--- BEGIN ---

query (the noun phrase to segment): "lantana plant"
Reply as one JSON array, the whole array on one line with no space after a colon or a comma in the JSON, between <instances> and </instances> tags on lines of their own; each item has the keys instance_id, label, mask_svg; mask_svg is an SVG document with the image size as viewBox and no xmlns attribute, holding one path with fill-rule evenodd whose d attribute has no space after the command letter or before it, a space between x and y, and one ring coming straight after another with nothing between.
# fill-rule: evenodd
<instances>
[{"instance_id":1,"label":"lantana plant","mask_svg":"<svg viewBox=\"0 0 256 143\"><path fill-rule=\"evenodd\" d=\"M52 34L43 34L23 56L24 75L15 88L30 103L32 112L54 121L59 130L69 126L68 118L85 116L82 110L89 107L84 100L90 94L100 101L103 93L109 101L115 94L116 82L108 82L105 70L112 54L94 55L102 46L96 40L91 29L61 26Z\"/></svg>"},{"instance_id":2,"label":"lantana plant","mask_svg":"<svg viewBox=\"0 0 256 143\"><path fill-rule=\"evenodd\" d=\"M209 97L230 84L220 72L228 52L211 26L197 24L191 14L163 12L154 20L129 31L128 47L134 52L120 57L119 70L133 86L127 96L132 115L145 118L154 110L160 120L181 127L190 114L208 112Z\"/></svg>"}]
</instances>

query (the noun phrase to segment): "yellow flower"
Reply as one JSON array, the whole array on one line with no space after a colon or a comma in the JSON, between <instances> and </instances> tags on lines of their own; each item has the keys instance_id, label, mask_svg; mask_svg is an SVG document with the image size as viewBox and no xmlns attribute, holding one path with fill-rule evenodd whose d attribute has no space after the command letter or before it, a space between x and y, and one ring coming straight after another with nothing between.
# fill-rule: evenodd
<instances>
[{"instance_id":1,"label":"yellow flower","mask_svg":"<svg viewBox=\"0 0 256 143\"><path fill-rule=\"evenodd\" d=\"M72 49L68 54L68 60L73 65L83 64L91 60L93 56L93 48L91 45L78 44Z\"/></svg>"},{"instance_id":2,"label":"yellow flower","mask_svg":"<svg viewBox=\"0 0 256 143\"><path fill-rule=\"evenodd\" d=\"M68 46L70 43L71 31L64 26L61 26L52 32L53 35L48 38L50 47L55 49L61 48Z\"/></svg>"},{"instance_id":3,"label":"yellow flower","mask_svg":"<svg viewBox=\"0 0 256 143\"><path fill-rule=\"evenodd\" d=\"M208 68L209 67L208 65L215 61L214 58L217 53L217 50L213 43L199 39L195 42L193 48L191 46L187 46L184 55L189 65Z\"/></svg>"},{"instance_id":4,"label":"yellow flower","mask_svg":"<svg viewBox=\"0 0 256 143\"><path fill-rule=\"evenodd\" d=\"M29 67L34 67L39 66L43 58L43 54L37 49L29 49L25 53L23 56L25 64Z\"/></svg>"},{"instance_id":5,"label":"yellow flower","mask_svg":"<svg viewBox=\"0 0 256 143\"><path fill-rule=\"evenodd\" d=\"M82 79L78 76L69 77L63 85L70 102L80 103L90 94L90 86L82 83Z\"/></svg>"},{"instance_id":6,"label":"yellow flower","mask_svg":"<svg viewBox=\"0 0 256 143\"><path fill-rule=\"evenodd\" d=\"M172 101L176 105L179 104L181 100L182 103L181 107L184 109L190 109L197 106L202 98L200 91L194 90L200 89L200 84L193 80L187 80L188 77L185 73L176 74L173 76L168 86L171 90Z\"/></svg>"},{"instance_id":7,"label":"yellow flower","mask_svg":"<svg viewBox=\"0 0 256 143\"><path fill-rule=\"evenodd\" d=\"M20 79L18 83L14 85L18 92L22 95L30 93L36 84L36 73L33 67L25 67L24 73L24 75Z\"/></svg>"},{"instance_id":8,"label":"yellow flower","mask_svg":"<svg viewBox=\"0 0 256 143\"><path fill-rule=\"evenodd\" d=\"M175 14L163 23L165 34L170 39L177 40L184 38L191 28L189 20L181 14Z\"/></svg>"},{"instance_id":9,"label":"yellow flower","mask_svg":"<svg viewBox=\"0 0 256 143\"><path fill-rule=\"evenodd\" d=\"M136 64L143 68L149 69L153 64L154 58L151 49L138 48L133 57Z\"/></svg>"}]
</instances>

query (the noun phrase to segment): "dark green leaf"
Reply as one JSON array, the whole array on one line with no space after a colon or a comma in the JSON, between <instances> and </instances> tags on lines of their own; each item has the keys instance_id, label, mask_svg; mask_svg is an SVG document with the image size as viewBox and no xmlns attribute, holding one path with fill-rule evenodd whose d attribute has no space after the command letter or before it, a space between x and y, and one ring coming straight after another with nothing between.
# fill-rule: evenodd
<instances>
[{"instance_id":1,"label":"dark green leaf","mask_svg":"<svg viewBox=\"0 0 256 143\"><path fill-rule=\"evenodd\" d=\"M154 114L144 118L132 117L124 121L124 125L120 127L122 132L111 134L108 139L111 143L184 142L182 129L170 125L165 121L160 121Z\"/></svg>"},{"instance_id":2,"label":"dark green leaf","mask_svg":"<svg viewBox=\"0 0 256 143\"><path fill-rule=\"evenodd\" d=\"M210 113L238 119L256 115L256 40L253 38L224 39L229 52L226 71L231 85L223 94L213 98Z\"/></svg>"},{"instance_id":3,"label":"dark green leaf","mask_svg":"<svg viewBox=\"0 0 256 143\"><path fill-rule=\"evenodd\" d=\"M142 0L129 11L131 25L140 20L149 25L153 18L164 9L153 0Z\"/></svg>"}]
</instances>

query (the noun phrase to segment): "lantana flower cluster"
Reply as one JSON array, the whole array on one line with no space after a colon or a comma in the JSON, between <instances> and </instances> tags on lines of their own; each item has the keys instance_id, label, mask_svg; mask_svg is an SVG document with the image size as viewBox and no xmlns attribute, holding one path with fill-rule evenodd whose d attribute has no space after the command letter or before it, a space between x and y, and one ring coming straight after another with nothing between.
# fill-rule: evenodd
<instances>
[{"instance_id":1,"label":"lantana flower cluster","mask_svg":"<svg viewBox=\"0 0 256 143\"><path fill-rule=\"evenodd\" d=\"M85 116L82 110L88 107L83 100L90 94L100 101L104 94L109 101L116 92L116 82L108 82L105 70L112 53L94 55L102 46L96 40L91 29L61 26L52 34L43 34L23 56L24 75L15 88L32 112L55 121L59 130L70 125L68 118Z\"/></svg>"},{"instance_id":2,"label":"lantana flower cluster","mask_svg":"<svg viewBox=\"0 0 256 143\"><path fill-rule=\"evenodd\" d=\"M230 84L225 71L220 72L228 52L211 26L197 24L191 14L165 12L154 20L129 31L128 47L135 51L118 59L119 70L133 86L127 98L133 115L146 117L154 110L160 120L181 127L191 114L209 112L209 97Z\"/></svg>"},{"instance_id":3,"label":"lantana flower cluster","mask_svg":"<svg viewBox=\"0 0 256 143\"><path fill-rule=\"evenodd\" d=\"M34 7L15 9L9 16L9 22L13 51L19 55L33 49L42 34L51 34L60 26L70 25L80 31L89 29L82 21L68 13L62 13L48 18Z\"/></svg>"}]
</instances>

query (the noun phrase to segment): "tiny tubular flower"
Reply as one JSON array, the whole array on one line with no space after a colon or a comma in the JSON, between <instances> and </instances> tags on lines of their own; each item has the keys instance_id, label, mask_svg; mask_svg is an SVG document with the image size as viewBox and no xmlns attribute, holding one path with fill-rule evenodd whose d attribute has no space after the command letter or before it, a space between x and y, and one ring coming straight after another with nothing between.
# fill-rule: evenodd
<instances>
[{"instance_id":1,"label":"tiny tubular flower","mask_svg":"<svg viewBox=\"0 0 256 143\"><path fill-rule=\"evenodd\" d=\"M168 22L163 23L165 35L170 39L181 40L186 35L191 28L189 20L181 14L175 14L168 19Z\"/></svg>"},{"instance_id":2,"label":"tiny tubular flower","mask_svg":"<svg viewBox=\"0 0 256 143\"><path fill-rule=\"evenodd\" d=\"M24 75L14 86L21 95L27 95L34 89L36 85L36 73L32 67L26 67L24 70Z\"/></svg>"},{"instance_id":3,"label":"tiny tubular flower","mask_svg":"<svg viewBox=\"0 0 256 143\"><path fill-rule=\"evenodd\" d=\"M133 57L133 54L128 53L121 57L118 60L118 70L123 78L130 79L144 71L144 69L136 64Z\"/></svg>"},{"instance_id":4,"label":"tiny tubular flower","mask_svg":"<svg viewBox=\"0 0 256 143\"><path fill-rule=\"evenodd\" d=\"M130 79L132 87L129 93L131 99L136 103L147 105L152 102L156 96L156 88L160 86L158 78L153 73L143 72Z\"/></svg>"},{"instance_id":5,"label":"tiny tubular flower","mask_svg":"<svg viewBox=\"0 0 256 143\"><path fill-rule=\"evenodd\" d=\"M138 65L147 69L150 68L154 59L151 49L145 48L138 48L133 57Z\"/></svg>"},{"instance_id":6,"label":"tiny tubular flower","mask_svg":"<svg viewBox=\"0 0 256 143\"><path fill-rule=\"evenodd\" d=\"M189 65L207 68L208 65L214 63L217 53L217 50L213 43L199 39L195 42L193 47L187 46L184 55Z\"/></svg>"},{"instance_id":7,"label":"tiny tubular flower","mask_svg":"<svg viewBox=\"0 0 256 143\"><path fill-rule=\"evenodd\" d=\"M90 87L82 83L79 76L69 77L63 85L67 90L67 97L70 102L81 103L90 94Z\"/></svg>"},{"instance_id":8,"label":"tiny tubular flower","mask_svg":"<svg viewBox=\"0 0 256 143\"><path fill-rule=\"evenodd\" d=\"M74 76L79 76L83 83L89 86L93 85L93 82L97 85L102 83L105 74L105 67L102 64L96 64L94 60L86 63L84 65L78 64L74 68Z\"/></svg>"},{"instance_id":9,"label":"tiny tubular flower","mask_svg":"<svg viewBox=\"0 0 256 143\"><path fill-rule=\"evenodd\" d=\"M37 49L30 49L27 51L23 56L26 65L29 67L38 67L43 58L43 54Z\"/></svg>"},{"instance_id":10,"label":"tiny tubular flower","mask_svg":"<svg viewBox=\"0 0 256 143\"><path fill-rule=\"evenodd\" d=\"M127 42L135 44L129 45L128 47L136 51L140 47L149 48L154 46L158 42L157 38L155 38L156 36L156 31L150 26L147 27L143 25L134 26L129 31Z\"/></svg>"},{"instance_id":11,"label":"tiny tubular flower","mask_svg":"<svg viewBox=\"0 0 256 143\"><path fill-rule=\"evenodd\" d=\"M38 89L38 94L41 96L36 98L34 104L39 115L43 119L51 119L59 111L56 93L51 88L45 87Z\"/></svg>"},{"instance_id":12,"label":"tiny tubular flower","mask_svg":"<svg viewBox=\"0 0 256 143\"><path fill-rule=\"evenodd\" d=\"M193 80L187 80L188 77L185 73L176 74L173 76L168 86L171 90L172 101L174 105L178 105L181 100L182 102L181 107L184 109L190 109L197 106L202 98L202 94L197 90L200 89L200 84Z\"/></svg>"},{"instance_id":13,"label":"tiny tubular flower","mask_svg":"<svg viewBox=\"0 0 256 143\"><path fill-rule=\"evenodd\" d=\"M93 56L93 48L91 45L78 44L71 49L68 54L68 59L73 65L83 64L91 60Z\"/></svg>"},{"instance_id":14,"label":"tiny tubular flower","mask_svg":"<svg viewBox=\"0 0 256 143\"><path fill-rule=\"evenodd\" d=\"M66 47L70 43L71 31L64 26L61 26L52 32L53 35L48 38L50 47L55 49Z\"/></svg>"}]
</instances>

--- END ---
--- BEGIN ---

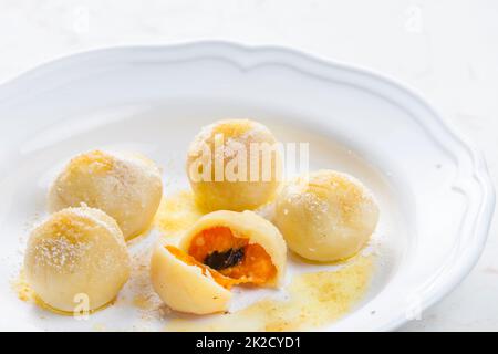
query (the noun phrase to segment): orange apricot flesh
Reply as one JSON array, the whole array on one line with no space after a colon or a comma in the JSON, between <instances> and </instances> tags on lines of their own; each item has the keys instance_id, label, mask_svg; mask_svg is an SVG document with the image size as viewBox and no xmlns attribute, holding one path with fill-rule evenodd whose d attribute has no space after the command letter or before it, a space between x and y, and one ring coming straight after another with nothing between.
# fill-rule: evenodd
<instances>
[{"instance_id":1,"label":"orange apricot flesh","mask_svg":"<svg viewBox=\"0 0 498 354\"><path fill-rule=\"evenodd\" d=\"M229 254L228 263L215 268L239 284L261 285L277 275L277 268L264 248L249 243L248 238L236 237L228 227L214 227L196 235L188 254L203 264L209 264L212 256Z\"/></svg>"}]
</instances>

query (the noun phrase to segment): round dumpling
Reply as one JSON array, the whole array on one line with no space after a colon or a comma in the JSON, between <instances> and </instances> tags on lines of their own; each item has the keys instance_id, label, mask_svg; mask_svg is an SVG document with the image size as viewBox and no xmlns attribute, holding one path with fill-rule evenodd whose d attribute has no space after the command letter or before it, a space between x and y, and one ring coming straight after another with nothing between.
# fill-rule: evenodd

--- END ---
--- BEGIN ---

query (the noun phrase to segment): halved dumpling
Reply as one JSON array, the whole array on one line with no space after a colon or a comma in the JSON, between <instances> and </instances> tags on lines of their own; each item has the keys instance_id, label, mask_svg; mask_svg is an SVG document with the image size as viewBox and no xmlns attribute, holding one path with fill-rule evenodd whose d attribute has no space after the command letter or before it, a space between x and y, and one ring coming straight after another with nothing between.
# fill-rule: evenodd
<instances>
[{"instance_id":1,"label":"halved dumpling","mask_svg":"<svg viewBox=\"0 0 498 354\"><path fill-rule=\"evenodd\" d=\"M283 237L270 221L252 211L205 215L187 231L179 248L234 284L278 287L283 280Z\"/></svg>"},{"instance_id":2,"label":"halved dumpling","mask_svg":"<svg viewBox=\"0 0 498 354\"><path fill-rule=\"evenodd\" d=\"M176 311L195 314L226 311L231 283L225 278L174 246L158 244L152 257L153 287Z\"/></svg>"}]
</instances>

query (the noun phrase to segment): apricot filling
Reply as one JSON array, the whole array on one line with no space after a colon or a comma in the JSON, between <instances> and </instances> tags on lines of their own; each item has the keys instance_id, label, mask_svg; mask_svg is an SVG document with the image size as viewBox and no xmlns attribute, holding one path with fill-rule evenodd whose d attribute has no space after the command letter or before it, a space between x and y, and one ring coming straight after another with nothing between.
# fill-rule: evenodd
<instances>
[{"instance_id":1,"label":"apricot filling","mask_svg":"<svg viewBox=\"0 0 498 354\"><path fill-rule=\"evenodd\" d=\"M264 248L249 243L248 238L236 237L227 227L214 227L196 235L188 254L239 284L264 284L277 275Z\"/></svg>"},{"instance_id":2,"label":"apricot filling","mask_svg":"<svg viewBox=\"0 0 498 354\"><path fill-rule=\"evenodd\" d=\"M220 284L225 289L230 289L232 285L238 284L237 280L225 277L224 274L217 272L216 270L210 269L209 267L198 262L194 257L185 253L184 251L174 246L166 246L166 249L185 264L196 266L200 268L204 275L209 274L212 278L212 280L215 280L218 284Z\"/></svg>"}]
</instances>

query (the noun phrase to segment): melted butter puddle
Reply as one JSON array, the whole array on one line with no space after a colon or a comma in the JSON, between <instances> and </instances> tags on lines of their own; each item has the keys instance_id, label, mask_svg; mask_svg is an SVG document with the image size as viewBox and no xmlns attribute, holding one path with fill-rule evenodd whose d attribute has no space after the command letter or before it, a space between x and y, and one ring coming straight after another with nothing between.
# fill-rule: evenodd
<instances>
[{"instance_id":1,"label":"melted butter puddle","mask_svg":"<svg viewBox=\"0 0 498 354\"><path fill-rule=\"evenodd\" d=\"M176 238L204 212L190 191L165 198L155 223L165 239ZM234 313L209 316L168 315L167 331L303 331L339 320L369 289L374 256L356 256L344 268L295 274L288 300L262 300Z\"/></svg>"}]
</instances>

--- END ---

Extract every line of the data above that contains the string "flesh", copying each line in full. Treat the match as case-sensitive.

(EXERCISE ANSWER):
query (the noun phrase to segment): orange apricot flesh
[{"instance_id":1,"label":"orange apricot flesh","mask_svg":"<svg viewBox=\"0 0 498 354\"><path fill-rule=\"evenodd\" d=\"M229 254L228 263L215 268L239 284L261 285L277 275L277 268L264 248L249 243L248 238L236 237L228 227L214 227L196 235L188 254L203 264L209 264L212 256Z\"/></svg>"}]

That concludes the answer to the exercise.